ACTIVITY. The data follows this line. Copy verbatim the line with "# Returns a" and each line after it to the end.

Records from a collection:
----------
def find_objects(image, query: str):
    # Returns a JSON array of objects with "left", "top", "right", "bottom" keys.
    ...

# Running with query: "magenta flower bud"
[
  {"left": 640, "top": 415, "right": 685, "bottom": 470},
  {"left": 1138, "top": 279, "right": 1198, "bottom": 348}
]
----------
RESPONSE BELOW.
    # Returns a JSON array of objects with "left", "top", "right", "bottom" keys.
    ...

# Running with query: "magenta flower bud"
[
  {"left": 640, "top": 415, "right": 685, "bottom": 470},
  {"left": 1138, "top": 279, "right": 1198, "bottom": 348}
]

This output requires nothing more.